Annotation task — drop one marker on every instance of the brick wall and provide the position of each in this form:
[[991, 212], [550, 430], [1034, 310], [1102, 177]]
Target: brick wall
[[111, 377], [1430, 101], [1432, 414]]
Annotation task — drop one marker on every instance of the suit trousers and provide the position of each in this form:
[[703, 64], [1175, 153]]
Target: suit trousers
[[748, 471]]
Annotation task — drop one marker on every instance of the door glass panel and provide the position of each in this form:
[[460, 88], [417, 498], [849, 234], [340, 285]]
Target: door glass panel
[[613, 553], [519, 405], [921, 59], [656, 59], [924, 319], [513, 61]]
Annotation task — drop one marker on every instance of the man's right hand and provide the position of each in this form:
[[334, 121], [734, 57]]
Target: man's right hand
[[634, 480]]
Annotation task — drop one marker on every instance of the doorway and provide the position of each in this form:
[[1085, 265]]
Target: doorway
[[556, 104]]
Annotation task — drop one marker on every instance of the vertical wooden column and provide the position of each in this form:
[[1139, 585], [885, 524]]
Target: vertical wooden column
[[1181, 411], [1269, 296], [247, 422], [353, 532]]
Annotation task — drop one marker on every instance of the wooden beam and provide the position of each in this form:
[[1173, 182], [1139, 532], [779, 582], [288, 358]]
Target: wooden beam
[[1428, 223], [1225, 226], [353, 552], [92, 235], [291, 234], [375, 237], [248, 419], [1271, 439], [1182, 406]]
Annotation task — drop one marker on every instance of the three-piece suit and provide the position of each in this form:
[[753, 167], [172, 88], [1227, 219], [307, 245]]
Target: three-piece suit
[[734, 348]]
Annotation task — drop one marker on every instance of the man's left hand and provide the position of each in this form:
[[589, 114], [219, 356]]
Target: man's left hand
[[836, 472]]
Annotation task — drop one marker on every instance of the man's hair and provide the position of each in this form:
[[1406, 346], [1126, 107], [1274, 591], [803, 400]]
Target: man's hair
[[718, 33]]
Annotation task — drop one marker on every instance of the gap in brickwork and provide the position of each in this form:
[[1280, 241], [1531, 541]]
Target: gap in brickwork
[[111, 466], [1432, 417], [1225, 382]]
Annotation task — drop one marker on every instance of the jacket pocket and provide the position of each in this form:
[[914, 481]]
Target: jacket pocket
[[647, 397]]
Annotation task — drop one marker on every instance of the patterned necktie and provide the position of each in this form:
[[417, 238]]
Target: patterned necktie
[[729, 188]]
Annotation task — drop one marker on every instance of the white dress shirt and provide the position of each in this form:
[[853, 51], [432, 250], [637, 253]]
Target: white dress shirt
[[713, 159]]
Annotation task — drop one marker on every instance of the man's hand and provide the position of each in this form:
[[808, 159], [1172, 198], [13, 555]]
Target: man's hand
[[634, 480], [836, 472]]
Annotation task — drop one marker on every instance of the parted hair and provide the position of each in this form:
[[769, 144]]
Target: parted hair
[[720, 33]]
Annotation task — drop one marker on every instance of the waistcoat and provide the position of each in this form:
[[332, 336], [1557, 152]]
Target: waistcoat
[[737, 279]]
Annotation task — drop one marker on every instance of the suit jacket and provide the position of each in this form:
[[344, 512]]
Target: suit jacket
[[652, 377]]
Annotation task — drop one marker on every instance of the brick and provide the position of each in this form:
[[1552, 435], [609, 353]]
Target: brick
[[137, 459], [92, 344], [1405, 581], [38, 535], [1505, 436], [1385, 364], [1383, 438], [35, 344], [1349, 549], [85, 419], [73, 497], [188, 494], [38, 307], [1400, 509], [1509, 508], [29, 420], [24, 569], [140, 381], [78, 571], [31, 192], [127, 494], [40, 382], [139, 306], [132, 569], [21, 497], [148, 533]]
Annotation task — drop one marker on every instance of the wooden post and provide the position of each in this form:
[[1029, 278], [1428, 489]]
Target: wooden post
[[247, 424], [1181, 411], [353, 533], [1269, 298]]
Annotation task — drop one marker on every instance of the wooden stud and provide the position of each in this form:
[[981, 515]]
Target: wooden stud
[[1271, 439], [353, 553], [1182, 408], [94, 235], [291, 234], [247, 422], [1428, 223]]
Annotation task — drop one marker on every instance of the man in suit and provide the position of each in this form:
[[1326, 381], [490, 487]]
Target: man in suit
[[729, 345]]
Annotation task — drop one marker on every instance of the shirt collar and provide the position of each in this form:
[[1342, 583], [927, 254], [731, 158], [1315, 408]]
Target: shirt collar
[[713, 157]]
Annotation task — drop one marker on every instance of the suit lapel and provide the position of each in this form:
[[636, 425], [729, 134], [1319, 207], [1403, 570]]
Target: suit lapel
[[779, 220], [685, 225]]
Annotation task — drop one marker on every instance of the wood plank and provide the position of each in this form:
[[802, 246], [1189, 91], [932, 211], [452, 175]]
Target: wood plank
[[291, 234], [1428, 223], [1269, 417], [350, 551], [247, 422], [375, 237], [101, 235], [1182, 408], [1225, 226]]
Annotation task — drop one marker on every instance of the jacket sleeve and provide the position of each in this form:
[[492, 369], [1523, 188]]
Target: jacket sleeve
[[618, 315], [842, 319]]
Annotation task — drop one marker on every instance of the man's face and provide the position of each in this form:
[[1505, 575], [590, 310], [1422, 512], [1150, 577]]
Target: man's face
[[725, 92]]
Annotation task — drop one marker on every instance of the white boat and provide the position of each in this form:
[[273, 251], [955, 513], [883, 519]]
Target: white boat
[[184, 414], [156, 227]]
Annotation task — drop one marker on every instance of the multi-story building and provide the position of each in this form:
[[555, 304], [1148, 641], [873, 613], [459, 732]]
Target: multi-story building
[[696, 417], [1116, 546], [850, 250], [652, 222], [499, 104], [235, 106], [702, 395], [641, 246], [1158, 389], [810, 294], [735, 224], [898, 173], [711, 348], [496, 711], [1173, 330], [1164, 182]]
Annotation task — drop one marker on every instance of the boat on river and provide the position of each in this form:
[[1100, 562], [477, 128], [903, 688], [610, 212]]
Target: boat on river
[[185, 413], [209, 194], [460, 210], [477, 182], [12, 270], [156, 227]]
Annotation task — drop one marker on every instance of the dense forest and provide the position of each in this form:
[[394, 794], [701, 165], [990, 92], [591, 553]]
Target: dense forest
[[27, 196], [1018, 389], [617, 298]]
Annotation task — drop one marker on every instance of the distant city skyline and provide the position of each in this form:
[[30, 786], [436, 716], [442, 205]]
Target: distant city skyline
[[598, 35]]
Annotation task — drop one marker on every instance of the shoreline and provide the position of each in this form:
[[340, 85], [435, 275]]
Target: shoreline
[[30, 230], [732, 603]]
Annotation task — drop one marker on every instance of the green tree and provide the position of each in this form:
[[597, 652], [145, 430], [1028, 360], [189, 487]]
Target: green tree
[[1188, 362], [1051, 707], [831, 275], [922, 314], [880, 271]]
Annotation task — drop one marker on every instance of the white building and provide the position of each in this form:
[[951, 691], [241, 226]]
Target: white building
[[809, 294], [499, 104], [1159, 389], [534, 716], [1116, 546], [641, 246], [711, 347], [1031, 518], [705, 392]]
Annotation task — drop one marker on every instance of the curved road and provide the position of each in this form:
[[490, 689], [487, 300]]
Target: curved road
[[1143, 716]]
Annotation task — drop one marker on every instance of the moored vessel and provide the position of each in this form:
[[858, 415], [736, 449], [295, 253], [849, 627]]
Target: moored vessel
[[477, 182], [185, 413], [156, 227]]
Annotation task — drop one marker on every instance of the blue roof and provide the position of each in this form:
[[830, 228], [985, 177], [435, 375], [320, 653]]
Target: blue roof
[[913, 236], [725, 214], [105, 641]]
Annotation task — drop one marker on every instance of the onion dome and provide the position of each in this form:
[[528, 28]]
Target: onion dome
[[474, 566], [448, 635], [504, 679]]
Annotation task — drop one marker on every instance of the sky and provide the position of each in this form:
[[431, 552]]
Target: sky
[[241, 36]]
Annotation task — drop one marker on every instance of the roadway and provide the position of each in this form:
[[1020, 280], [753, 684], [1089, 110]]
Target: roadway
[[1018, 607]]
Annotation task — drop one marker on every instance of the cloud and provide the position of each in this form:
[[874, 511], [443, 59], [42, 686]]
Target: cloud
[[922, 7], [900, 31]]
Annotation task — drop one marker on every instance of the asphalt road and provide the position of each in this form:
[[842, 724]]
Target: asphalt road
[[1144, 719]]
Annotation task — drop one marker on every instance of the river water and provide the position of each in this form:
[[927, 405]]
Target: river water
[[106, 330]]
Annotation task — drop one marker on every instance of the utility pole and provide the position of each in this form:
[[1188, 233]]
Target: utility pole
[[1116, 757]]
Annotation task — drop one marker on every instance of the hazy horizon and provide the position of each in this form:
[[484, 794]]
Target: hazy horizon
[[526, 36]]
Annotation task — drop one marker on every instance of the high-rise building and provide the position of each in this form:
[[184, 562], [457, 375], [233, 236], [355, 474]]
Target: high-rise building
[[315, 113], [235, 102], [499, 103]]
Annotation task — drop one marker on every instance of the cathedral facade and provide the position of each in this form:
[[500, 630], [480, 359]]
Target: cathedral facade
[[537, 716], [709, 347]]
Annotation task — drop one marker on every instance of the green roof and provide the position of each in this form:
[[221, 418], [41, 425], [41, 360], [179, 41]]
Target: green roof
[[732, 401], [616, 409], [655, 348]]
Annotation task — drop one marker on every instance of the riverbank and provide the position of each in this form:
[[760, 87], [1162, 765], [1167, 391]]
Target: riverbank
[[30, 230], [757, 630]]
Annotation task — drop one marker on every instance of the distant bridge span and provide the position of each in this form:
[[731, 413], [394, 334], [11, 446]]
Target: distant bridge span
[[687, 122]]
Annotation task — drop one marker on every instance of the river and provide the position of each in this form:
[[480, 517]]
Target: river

§ EJERCICIO: Repite sin cambios las líneas del material que van desde la que contiene "the door glass" hasta la que contiene "[[1181, 411], [1269, 296], [247, 422], [353, 532]]", ambas incluidas.

§ RESPUESTA:
Annotation task — drop one marker on every instance of the door glass panel and provide the position of each in this form:
[[460, 88], [417, 498], [849, 234], [340, 285]]
Target: door glass panel
[[613, 553], [519, 405], [921, 59], [656, 59], [924, 319], [513, 61]]
Annotation task — drop one marker on every instance of the man's right hand and provide the position of each in this form:
[[334, 121], [734, 57]]
Target: man's right hand
[[634, 480]]
Annotation task — drop one marker on every instance of the doorway and provide the position of each in this form:
[[1085, 265]]
Target: doorway
[[556, 104]]
Annotation task — drop one marker on every instance of the vertical wooden column and provide the position of each in this form:
[[1139, 585], [885, 524]]
Target: vertical wooden column
[[1181, 411], [1269, 296], [247, 422], [353, 532]]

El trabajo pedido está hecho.